··· Material shown ···

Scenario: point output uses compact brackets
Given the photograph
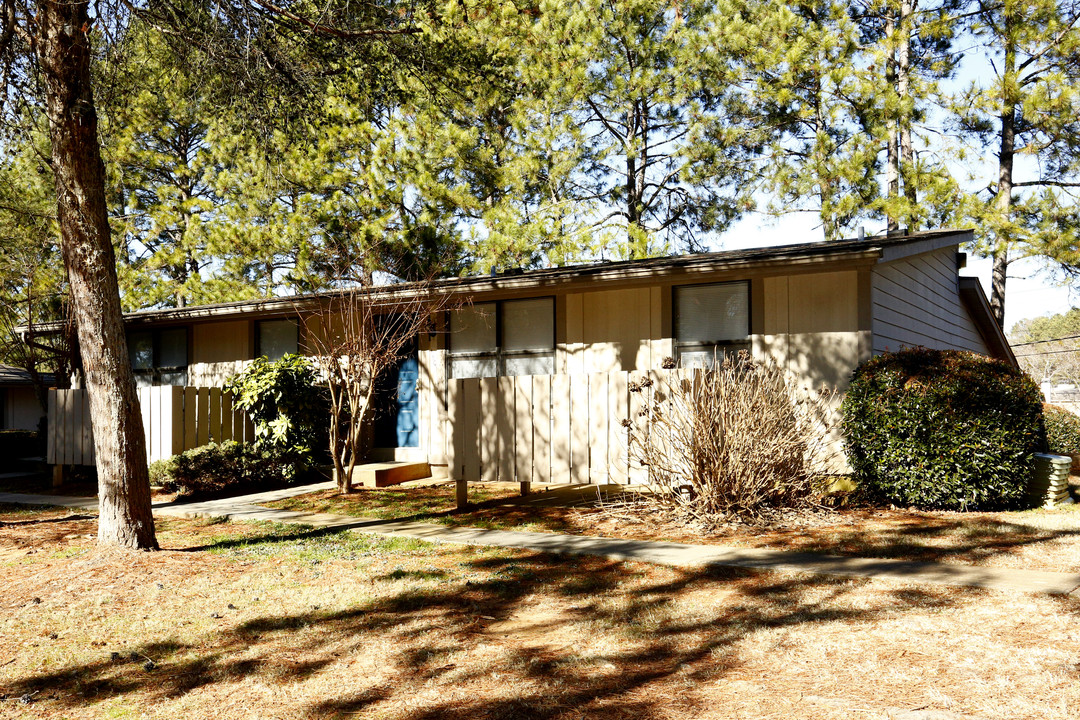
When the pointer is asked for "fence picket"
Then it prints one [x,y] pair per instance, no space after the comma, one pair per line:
[504,428]
[472,430]
[541,429]
[190,439]
[455,416]
[488,429]
[523,429]
[579,428]
[597,412]
[561,429]
[51,424]
[618,413]
[215,415]
[202,417]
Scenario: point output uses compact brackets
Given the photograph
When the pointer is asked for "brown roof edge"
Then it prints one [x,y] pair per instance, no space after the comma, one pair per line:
[879,246]
[979,307]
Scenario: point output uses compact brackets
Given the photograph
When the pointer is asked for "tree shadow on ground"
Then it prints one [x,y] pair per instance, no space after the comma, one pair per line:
[46,520]
[973,540]
[431,632]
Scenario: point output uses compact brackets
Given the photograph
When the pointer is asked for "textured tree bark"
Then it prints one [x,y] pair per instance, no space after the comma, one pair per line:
[1006,157]
[892,143]
[904,93]
[63,53]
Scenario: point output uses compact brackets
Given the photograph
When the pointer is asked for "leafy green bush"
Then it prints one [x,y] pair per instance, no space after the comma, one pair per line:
[219,467]
[942,429]
[161,472]
[287,405]
[1063,430]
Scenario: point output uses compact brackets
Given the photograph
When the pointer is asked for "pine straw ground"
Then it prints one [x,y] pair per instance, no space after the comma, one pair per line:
[256,621]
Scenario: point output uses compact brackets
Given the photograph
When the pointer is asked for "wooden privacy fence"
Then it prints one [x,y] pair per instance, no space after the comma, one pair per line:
[174,419]
[549,429]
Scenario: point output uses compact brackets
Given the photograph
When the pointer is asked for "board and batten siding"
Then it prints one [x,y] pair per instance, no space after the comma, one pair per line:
[219,351]
[916,301]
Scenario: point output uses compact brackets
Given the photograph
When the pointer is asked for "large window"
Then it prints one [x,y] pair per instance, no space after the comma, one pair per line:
[710,321]
[275,338]
[512,337]
[159,357]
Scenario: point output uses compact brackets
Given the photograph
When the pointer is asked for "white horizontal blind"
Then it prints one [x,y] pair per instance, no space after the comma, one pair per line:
[712,313]
[472,329]
[278,338]
[528,325]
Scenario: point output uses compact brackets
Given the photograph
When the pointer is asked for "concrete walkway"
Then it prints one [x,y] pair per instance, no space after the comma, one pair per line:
[660,553]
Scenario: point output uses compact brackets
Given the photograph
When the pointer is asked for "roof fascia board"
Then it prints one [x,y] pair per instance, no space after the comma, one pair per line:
[974,299]
[935,242]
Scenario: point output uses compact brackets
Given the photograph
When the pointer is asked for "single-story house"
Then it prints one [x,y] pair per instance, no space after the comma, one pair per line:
[817,309]
[19,408]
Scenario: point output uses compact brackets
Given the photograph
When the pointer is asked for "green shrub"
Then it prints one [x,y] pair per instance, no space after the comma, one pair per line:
[1063,430]
[942,429]
[287,405]
[227,466]
[161,472]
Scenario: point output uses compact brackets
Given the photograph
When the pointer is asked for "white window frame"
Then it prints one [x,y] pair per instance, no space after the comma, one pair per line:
[715,349]
[499,354]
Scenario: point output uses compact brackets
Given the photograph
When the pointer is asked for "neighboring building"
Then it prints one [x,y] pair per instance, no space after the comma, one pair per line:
[19,408]
[817,309]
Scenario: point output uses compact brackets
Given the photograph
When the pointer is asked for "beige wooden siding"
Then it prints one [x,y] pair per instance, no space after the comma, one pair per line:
[916,301]
[218,352]
[810,326]
[174,419]
[615,330]
[22,409]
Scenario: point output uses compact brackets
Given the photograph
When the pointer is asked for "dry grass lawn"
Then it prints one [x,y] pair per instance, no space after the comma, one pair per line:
[253,621]
[1038,539]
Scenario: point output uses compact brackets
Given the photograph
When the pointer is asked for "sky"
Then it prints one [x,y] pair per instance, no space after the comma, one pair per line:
[1029,290]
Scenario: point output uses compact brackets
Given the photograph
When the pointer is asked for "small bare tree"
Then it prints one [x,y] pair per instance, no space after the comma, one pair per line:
[356,335]
[738,440]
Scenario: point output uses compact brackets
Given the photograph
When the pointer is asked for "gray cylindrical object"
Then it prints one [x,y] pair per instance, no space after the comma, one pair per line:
[1050,480]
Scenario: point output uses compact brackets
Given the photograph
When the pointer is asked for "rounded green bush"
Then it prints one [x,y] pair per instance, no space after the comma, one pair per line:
[1063,430]
[944,430]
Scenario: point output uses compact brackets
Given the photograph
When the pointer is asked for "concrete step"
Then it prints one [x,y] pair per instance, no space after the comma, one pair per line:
[382,474]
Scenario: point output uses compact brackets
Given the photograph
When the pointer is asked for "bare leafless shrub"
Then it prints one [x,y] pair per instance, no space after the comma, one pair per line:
[354,336]
[739,440]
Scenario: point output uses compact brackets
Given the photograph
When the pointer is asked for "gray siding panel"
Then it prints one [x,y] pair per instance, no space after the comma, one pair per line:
[916,301]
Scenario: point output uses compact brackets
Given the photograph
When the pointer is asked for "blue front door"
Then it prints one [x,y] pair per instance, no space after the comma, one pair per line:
[397,404]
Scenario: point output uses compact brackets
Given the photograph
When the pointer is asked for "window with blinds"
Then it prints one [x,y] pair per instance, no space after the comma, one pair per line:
[159,357]
[504,338]
[711,321]
[277,338]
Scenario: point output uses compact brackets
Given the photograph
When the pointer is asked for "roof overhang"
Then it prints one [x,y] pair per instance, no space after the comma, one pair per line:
[797,257]
[979,308]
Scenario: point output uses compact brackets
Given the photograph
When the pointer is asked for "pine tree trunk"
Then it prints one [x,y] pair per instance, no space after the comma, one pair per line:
[892,141]
[1003,198]
[904,93]
[63,51]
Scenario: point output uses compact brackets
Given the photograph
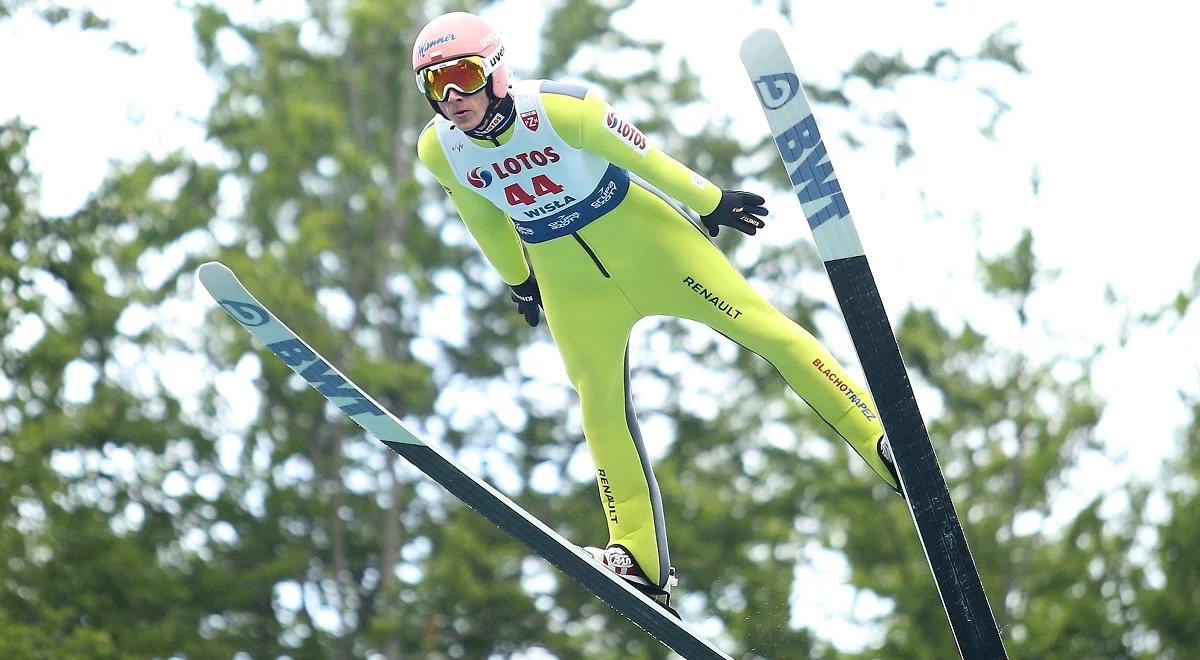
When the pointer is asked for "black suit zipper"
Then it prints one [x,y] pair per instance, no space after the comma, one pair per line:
[591,253]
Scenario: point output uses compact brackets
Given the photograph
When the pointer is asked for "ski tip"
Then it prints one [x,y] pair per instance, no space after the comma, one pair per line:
[211,269]
[756,40]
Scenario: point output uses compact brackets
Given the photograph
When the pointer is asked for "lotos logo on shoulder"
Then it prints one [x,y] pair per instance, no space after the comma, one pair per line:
[479,178]
[780,89]
[813,178]
[627,132]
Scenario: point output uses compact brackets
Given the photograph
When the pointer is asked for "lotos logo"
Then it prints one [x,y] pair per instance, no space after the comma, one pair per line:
[780,89]
[496,58]
[437,41]
[479,178]
[627,132]
[520,162]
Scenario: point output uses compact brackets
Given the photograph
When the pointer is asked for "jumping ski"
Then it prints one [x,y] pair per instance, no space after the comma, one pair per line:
[223,286]
[815,184]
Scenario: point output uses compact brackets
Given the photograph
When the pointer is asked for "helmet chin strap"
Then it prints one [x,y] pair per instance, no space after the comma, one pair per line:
[499,115]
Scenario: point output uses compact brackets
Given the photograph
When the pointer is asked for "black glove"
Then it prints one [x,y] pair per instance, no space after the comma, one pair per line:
[739,210]
[528,300]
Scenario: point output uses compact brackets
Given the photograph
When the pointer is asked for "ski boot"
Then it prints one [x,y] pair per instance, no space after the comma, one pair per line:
[618,559]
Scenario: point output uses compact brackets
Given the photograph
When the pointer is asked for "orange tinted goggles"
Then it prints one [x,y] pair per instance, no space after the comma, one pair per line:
[466,75]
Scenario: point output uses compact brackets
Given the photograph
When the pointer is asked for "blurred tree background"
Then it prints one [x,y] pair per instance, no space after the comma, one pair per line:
[145,514]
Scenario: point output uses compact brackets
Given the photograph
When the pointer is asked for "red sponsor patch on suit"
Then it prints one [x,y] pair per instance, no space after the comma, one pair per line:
[531,120]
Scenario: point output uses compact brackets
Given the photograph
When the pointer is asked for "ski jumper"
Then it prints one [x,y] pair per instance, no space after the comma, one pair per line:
[583,193]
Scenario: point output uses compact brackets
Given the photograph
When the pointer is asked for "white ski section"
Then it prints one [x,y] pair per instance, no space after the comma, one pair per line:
[225,287]
[781,96]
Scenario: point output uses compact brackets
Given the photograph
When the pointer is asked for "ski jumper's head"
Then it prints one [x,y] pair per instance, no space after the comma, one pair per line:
[460,52]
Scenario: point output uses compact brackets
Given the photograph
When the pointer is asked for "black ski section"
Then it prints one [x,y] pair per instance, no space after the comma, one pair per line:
[937,522]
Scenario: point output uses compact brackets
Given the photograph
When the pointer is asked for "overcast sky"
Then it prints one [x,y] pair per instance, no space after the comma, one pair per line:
[1105,117]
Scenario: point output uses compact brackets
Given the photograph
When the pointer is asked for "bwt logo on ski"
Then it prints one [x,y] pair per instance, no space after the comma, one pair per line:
[813,178]
[247,313]
[479,178]
[627,131]
[780,87]
[438,41]
[322,377]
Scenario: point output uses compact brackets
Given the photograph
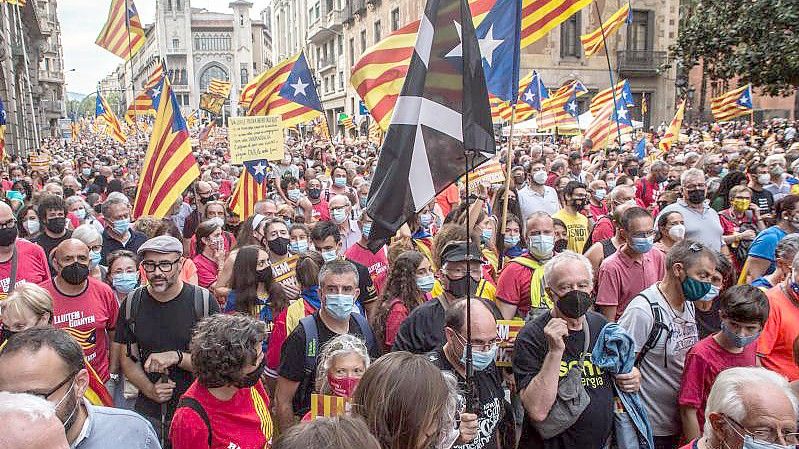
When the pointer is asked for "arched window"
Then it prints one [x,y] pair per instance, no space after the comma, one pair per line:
[211,72]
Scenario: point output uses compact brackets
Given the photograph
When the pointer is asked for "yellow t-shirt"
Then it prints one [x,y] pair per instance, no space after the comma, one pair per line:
[577,228]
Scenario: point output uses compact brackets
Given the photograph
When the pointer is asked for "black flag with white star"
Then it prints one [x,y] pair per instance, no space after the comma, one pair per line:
[442,112]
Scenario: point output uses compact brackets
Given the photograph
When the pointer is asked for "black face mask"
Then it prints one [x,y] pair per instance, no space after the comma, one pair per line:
[8,236]
[75,273]
[249,380]
[459,287]
[279,246]
[56,225]
[574,304]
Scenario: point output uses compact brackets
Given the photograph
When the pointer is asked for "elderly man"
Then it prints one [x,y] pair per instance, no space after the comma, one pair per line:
[118,233]
[702,222]
[338,288]
[550,344]
[156,362]
[48,363]
[84,306]
[30,422]
[749,408]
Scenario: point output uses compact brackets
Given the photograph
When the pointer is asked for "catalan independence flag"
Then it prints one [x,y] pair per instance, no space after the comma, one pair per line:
[594,41]
[250,189]
[735,103]
[123,34]
[169,165]
[103,111]
[286,90]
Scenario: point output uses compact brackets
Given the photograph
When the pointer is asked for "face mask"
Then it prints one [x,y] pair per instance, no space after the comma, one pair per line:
[642,245]
[32,226]
[738,341]
[249,380]
[314,194]
[121,226]
[125,282]
[574,304]
[339,215]
[696,196]
[294,194]
[541,246]
[740,205]
[342,387]
[694,289]
[75,273]
[677,232]
[299,246]
[279,246]
[56,225]
[426,283]
[339,305]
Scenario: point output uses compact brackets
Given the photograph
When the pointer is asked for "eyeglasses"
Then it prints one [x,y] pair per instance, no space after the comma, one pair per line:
[164,266]
[768,435]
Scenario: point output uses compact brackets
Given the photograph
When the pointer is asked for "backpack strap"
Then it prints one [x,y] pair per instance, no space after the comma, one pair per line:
[186,402]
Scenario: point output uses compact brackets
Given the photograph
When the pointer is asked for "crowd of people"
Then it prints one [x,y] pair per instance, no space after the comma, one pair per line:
[656,300]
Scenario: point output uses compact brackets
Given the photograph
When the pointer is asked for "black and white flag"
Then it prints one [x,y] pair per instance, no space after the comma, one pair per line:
[441,112]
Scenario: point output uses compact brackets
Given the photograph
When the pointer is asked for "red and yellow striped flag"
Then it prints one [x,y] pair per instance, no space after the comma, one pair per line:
[169,165]
[674,129]
[379,74]
[122,34]
[594,41]
[539,17]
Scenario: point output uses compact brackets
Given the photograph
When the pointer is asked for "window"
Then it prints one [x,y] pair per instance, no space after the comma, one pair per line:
[570,37]
[394,19]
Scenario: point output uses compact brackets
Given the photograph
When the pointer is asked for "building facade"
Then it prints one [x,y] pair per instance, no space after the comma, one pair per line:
[31,73]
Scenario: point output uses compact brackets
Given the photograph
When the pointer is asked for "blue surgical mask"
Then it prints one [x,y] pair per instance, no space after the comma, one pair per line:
[299,246]
[642,245]
[121,226]
[125,282]
[339,305]
[426,283]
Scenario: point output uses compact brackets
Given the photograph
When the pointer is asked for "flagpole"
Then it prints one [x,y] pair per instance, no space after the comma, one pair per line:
[610,72]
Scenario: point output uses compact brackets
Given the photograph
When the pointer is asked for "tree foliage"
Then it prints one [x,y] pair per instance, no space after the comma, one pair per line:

···

Give only the number of lines in the entries above that contain the string "strap".

2